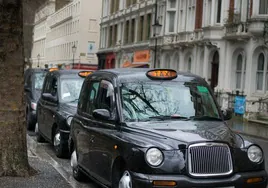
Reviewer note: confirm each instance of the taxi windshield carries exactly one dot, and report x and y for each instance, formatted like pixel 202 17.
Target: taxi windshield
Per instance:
pixel 38 80
pixel 70 89
pixel 145 100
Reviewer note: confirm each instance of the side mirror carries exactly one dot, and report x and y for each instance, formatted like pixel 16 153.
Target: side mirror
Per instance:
pixel 102 114
pixel 69 120
pixel 49 97
pixel 26 89
pixel 227 114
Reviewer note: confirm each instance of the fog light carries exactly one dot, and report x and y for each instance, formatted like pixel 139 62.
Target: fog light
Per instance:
pixel 254 180
pixel 164 183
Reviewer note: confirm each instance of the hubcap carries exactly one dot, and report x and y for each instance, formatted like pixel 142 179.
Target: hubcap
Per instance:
pixel 74 161
pixel 125 181
pixel 36 128
pixel 57 140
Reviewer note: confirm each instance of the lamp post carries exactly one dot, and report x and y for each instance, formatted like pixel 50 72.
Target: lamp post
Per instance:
pixel 157 29
pixel 74 50
pixel 38 59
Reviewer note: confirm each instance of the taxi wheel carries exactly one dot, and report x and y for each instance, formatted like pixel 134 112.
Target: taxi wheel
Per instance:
pixel 125 181
pixel 77 173
pixel 58 146
pixel 39 138
pixel 29 122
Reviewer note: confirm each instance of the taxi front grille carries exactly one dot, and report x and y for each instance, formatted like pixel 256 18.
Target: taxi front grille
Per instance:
pixel 209 159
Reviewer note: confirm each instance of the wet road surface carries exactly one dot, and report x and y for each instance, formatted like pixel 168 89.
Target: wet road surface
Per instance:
pixel 45 151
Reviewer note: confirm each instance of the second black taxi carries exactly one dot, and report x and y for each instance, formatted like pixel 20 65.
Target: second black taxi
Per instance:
pixel 58 100
pixel 158 128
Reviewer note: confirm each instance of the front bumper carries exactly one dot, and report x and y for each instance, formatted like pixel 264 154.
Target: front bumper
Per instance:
pixel 238 180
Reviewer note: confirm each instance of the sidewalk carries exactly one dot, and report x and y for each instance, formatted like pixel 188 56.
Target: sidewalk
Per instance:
pixel 47 177
pixel 248 128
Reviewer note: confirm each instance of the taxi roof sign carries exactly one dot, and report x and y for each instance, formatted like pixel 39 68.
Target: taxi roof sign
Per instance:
pixel 84 74
pixel 53 69
pixel 162 74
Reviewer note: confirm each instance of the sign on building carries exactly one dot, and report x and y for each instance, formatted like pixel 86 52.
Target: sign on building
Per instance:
pixel 240 105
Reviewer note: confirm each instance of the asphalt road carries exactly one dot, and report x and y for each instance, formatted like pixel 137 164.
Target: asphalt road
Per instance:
pixel 45 151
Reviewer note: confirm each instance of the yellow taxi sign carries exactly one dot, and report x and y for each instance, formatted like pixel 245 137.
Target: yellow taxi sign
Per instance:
pixel 162 74
pixel 84 73
pixel 53 69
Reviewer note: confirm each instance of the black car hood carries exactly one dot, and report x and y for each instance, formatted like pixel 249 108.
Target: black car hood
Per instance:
pixel 36 94
pixel 170 134
pixel 68 108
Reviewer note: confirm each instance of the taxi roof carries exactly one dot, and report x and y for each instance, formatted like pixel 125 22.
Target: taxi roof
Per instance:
pixel 139 74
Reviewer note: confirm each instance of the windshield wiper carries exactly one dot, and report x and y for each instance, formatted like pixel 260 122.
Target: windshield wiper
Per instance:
pixel 200 118
pixel 75 100
pixel 160 117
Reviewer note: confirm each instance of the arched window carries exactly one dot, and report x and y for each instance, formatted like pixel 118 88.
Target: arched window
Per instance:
pixel 176 63
pixel 189 65
pixel 167 61
pixel 260 72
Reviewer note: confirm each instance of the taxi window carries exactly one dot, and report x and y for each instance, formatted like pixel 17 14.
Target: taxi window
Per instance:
pixel 144 100
pixel 106 98
pixel 91 97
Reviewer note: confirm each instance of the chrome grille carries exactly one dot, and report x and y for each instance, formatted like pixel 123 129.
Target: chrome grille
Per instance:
pixel 210 159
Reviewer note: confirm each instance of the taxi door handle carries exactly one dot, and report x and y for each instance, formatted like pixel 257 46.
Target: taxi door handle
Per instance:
pixel 92 139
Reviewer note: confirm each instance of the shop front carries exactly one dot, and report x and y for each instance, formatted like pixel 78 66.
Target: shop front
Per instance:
pixel 138 59
pixel 110 61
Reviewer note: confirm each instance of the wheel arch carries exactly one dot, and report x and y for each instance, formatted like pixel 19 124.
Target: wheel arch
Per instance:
pixel 118 167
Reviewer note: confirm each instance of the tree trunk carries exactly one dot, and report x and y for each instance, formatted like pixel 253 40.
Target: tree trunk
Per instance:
pixel 13 148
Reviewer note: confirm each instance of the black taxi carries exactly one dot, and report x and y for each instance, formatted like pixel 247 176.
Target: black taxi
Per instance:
pixel 158 128
pixel 58 100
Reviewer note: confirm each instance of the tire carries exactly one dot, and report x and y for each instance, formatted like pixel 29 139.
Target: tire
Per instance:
pixel 77 173
pixel 29 122
pixel 39 138
pixel 58 146
pixel 125 180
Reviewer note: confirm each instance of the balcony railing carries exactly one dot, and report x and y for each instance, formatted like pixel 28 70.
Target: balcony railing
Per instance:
pixel 237 30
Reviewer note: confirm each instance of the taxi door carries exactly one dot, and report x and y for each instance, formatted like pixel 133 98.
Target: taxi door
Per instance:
pixel 41 112
pixel 51 107
pixel 102 131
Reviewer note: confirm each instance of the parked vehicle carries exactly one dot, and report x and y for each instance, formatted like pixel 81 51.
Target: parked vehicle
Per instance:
pixel 158 128
pixel 33 83
pixel 58 100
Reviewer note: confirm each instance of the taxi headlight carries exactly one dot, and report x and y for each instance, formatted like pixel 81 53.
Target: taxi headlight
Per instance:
pixel 154 157
pixel 255 154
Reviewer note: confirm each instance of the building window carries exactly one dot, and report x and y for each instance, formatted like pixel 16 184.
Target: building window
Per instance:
pixel 149 23
pixel 110 36
pixel 260 72
pixel 171 15
pixel 115 35
pixel 219 11
pixel 191 15
pixel 133 29
pixel 141 28
pixel 240 74
pixel 126 32
pixel 167 61
pixel 189 65
pixel 263 9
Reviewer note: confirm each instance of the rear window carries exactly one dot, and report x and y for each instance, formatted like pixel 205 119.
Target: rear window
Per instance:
pixel 39 80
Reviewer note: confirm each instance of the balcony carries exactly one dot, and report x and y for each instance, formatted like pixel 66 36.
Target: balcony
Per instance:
pixel 236 31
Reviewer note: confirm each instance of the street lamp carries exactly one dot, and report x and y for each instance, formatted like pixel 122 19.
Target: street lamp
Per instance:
pixel 38 59
pixel 157 29
pixel 74 50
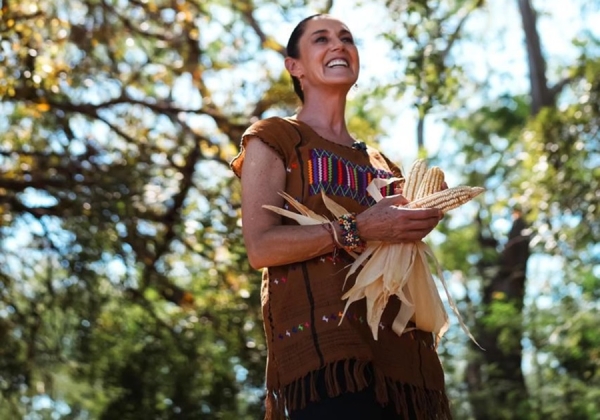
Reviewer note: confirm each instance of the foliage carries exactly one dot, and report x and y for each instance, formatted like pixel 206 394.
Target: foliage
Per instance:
pixel 124 287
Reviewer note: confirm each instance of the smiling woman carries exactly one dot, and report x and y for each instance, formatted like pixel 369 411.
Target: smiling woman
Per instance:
pixel 319 368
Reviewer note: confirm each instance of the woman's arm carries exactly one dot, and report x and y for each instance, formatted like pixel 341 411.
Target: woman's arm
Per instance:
pixel 269 243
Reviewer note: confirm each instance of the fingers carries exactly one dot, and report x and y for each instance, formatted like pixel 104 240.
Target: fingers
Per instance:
pixel 393 200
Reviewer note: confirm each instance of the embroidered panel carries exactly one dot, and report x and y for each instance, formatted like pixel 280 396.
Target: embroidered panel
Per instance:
pixel 338 176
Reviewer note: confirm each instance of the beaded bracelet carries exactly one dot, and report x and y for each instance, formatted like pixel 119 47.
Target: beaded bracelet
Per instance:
pixel 328 226
pixel 350 238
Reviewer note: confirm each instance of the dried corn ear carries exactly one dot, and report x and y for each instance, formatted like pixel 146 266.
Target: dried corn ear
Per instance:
pixel 415 175
pixel 431 183
pixel 447 199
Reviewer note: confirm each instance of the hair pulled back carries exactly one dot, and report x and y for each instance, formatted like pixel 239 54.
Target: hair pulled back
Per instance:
pixel 293 50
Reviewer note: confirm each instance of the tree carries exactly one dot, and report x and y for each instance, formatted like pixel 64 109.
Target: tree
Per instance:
pixel 125 290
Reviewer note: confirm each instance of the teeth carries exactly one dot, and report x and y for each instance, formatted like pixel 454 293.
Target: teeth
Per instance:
pixel 337 62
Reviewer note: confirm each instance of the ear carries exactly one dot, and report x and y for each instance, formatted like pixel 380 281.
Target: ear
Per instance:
pixel 293 66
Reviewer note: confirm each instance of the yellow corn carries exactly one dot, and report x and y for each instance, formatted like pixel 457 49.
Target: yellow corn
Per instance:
pixel 447 199
pixel 431 183
pixel 415 175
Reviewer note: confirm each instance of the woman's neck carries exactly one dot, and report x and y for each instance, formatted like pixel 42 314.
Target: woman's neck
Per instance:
pixel 326 115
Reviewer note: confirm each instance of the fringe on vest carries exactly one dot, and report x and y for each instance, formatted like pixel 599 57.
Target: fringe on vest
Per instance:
pixel 410 401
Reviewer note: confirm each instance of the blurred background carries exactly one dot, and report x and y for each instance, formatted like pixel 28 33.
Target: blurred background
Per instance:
pixel 125 292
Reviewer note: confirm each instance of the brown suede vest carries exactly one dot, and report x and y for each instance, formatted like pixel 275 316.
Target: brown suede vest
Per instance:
pixel 302 302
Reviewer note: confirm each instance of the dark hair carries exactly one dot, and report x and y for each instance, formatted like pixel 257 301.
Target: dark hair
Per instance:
pixel 293 50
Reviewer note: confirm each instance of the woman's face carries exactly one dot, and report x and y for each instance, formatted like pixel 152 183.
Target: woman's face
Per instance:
pixel 328 55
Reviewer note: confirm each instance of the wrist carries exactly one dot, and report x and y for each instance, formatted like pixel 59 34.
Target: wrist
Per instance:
pixel 349 236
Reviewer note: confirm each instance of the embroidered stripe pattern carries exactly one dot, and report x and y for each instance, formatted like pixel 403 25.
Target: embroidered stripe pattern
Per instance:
pixel 338 176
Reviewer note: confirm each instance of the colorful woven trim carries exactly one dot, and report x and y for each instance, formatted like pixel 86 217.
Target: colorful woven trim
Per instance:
pixel 340 177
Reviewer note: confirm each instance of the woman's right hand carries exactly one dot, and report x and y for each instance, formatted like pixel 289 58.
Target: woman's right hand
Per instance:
pixel 387 221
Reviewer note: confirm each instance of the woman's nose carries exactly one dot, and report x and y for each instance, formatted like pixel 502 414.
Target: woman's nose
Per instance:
pixel 337 44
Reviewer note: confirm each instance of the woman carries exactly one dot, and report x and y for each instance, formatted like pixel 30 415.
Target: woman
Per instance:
pixel 319 368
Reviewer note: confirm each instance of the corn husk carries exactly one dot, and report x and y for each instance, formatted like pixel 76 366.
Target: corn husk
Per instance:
pixel 387 270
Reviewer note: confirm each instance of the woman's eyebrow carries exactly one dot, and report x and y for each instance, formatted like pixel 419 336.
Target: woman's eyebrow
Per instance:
pixel 324 31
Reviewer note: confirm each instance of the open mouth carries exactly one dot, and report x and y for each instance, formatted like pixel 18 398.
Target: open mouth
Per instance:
pixel 338 62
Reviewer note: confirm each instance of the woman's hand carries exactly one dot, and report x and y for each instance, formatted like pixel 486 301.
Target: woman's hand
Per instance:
pixel 387 221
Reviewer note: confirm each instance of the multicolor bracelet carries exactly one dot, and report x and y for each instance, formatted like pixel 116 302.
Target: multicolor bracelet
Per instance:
pixel 350 239
pixel 328 226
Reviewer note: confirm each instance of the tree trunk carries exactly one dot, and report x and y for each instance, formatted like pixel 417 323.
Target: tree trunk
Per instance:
pixel 503 393
pixel 541 95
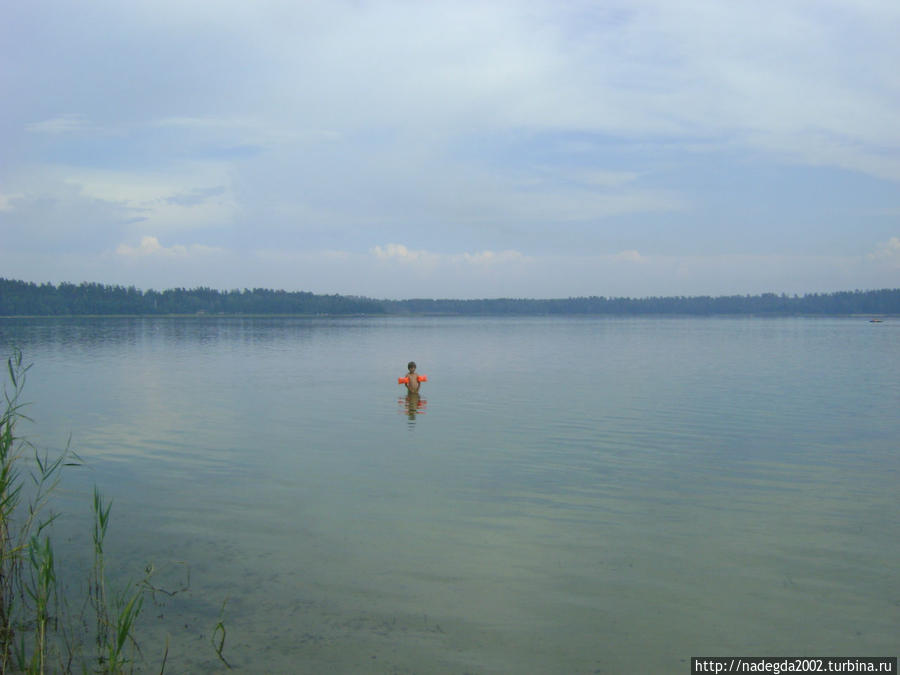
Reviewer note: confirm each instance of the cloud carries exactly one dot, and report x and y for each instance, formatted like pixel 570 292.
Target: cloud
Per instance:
pixel 196 196
pixel 888 251
pixel 492 257
pixel 400 253
pixel 630 256
pixel 150 247
pixel 62 124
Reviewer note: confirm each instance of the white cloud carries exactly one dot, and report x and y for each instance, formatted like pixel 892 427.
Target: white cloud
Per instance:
pixel 491 257
pixel 150 247
pixel 630 256
pixel 62 124
pixel 400 253
pixel 888 251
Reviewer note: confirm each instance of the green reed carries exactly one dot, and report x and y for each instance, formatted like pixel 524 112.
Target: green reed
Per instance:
pixel 36 635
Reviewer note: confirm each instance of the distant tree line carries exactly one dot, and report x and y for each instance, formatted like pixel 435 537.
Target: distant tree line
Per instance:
pixel 20 298
pixel 885 301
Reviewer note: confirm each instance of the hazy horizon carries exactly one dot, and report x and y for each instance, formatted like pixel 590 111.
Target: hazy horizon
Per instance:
pixel 482 297
pixel 453 150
────────────────────
Vuelve a escribir las filas que van desde la que tiene "Reviewer note: confirm each instance of the embroidered stripe" hasta la que tiene "pixel 340 177", ambas incluidas. Cambia "woven" por "knitted" y deja todo lo demás igual.

Reviewer note: confirm each instance of the embroidered stripe pattern carries exactly one dot, and report x and y for each instance, formatted like pixel 403 25.
Target: embroidered stripe pattern
Per instance:
pixel 338 176
Reviewer note: confirm each instance of the colorful knitted trim carries exactly one dot, and report x and y for each instance, formatted like pixel 86 217.
Target: colorful knitted trim
Per instance:
pixel 340 177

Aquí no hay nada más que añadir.